┌─ Texte fourni

L’Indochine, depuis les débuts de sa conquête, exerce sur les Occidentaux un attrait mystérieux en dépit des périls militaires, d’une vie médiocre et des dangers sanitaires. Entre 1945 et 1954, les hommes du corps expéditionnaire n’y échappent pas. D’ailleurs, beaucoup d’entre eux tiennent « l’Indo » comme le plus beau souvenir de leur vie, affirmant même y avoir fait deux ou trois séjours avec comme motivation principale de retrouver le pays et ses habitants. Les contacts avec des populations étrangères, complètement différentes de celles des sphères culturelles habituellement fréquentées, posent d’immenses problèmes en temps de paix, mais la guerre en change la nature, d’autant que ni les soldats ni les autochtones ne constituent des « groupes sociaux » homogènes. Comment comparer les relations d’un marsouin avec des Laotiens en 1948 et celles d’un légionnaire allemand avec des Tonkinois en 1951 ? La diversité des origines socioculturelles des hommes et des situations militaires dans le temps et dans l’espace introduit une multitude de nuances. Si la population de l’Indochine présente une mosaïque ethnique, le corps expéditionnaire est un microcosme d’origines diverses : deux cent trente-trois mille quatre cent soixante-sept Français, soixante-douze mille huit cent trente-trois légionnaires, cent vingt-deux mille neuf cent vingt Maghrébins et soixante mille neuf cent quarante Africains. Entre une image idéalisée et une réalité qui, à travers les archives du service historique de la Défense (shd) et certains témoignages, la contredit, il est compliqué de dessiner les contours des contacts entre ces deux mondes dont les rapports sont faussés par la guerre.

└─

■ **Consigne A**
Filtrez les enregistrements ci-dessous pour ne garder que les lignes contenant le mot "tire". Tenez compte de la casse.
■ **Consigne B**
Poursuivez le texte sur le corps expéditionnaire en Indochine en reprenant juste après sa dernière phrase.

┌─ Données d'entrée

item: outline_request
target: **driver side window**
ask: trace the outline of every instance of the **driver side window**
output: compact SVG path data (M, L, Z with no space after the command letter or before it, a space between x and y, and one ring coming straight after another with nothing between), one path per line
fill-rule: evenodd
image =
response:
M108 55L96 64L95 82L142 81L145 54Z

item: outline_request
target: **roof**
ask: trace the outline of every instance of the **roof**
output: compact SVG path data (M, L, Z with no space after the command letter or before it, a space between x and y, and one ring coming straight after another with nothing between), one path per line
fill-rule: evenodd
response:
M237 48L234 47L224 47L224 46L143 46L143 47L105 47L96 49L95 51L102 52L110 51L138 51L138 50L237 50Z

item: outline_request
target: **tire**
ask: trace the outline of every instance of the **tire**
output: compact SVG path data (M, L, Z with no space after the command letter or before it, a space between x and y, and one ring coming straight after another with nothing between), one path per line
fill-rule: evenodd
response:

└─
┌─ Données d'entrée

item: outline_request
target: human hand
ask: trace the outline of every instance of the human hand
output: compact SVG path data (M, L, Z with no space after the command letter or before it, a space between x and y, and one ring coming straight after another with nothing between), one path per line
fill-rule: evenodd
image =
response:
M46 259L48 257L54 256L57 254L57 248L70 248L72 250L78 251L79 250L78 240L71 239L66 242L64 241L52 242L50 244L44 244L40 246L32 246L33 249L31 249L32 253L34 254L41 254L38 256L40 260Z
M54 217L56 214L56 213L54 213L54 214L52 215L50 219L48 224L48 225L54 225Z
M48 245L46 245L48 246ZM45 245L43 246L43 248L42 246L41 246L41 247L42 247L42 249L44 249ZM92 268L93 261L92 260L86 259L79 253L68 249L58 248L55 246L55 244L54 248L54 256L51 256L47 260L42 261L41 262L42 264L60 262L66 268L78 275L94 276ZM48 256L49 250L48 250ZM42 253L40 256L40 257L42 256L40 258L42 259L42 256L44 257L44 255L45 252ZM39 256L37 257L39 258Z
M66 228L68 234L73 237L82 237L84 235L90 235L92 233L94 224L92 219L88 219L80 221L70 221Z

└─
┌─ Données d'entrée

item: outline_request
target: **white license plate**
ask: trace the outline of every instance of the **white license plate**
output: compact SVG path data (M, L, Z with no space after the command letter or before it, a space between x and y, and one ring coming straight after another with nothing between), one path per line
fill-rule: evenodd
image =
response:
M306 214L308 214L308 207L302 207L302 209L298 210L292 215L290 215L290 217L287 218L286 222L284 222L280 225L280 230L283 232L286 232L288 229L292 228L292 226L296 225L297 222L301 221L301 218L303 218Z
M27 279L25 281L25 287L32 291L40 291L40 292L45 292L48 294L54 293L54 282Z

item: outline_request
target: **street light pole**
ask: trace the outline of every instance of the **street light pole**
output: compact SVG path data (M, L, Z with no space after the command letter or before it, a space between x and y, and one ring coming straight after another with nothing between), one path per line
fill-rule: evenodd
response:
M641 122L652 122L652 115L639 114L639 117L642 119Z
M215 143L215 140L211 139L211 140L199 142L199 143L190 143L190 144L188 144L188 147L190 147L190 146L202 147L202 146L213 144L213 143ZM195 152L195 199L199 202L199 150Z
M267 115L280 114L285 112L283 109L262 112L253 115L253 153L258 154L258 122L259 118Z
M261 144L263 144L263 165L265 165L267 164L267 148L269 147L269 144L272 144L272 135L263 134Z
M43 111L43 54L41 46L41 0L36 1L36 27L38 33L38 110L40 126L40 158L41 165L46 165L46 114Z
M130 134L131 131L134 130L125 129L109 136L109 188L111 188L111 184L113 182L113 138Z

└─

■ **Réponse attendue A**
target: **tire**
ask: trace the outline of every instance of the **tire**

■ **Réponse attendue B**
- « On partait, c’est tout »
« On partait, c’est tout. » Ce propos d’un sous-officier résume parfaitement l’impréparation des combattants à leur séjour en Indochine, alors que la doctrine officielle est la pacification, une méthode qui, au contraire, demande une vraie connaissance des milieux humains. Jusqu’en 1948, s’embarquent donc de jeunes Français ne connaissant presque rien de la « perle de l’empire », si ce n’est de vagues souvenirs scolaires – des Jaunes aux yeux bridés, des paysans dans des rizières… – et des stéréotypes hérités du cinéma et des romans d’aventure – gens sales, fourbes et cruels à l’image des Pavillons noirs du xixe siècle. Certes, quelques cadres reçoivent des fascicules d’information, comme La Question indochinoise donnée aux officiers de la 9e dic en 1945-1946, qui présentent des populations diverses, mais d’une façon simpliste et traditionnelle, et restent d’un discours ancien qui classifie les colonisés selon leurs caractéristiques physiques et psychologiques. « Tu sauras distinguer l’Annamite, râblé, petit, nerveux, le Cambodgien plus frêle et plus simple, le Laotien paresseux et nonchalant », explique ainsi en 1946 un dépliant destiné au 22e ric.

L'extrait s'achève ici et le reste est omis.